§ **Prompt 1**
Check each statement against the transit center text below and answer yes or no, quoting the exact words of the text that settle it. (a) The project was taught by Amelyn Ng. (b) Four transit centers serve as case studies. (c) The reimagined transit center would be open only during the day.
§ **Prompt 2**
Pick up the transit center text below right after its last sentence and keep writing it.

Isles of Shade
January—April 2021
Text. Houston maps. Ground plan (details, exposure analysis, daylight animation). Roof Plan. Axonometric. Renderings (boarding, passing, playing, gathering, waiting). Elevations. Former site plan. Typology animation. Section animation. Other massings (Fifth Ward TC, Bellaire TC).
A new transit center typology at Burnett TC, Houston, TX, USA. Taught by Amelyn Ng for ARCH 402.
At the center of Houston’s interiorized urban condition is an abdication of public shade. This is exemplified in the city’s transit centers, which exist as isolated objects disconnected from their contexts, resolving as a single shed or vault form—providing a base level of flimsy shade at the bus lanes, but otherwise detached from the streets and buildings nearby. There is immense potential in adjacent spaces to formally integrate these centers into the city fabric. A reimagined transit center would embody a cool rock, opening up its envelope and becoming a porous yet dense provider of shade. Houston’s transit infrastructure would expand to become a social infrastructure too, open all hours, forming a new archipelago of mobility and public-oriented shade.
Transit centers rest in the urban fabric as islands that demand further attention that in their current state discourage transit use and fosters hierarchies of social inequity in terms of who can access shade. With a surplus of transit passing through downtown, centers that are scattered further away are intended to address transit gaps, yet more often than not exist as isolated objects, disconnected from their contexts. The effect of this on the user is tangible, and detrimental to their journey on and off a transit vehicle. Looking at three transit centers as case studies—Fifth Ward TC, Bellaire TC, and Burnett TC—one notices how the transit center typology typically resolves as a single shed or vault form, providing a base level of shade at the bus lanes, but otherwise detached from the streets and buildings nearby.

§ **Recorded data**
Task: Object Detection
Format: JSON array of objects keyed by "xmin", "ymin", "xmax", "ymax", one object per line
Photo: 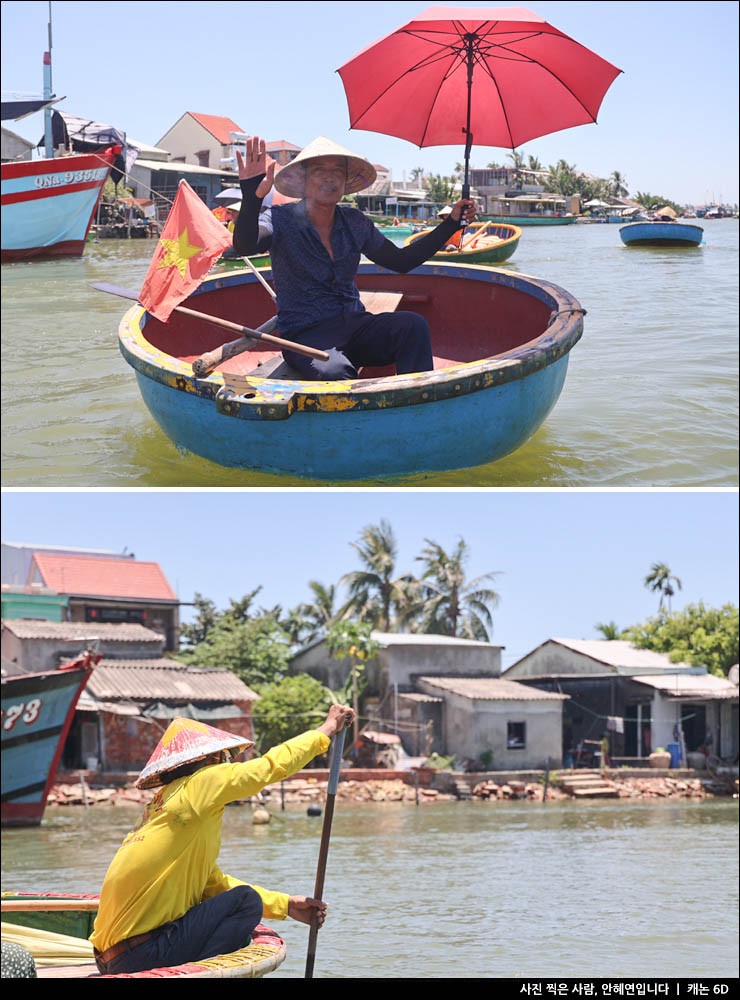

§ **Final result 1**
(a) Yes: "Taught by Amelyn Ng for ARCH 402."
(b) No: "Looking at three transit centers as case studies"
(c) No: "open all hours"

§ **Final result 2**
Hand in hand with designing for transit is a need to evaluate shade and the experience of waiting for travel. Shelters and coverings are rarely considered a truly public infrastructure, and their presence often fosters hierarchies of social inequity in terms of who can access shade. There are inequalities in where people can find public shade in Houston; only 24% of METRO’s bus stops are shaded. Furthermore, the city treats shade as limited to the enclosure of a building, bound to structure footprints. In focusing on reinventing the Burnett TC, the production of deliberate and varied expressions of shade by playing with systems of building shells and vaults close to the ground draws attention to the binary of being exposed to the sun or not; in the name of understanding coverings as a necessity, one reframe a new relationship with the exterior, where not everything has to be inside, and the outside can be habitable.
Houston mapped for existing METRO bus routes, areas in need of transit development, transit centers,.and a cumulative map.
Ground plan (5:03 PM).
Roof plan (8:18 PM).
Axonometric (2:46 PM).
Rendering (boarding at 1:14 PM).
Elevations.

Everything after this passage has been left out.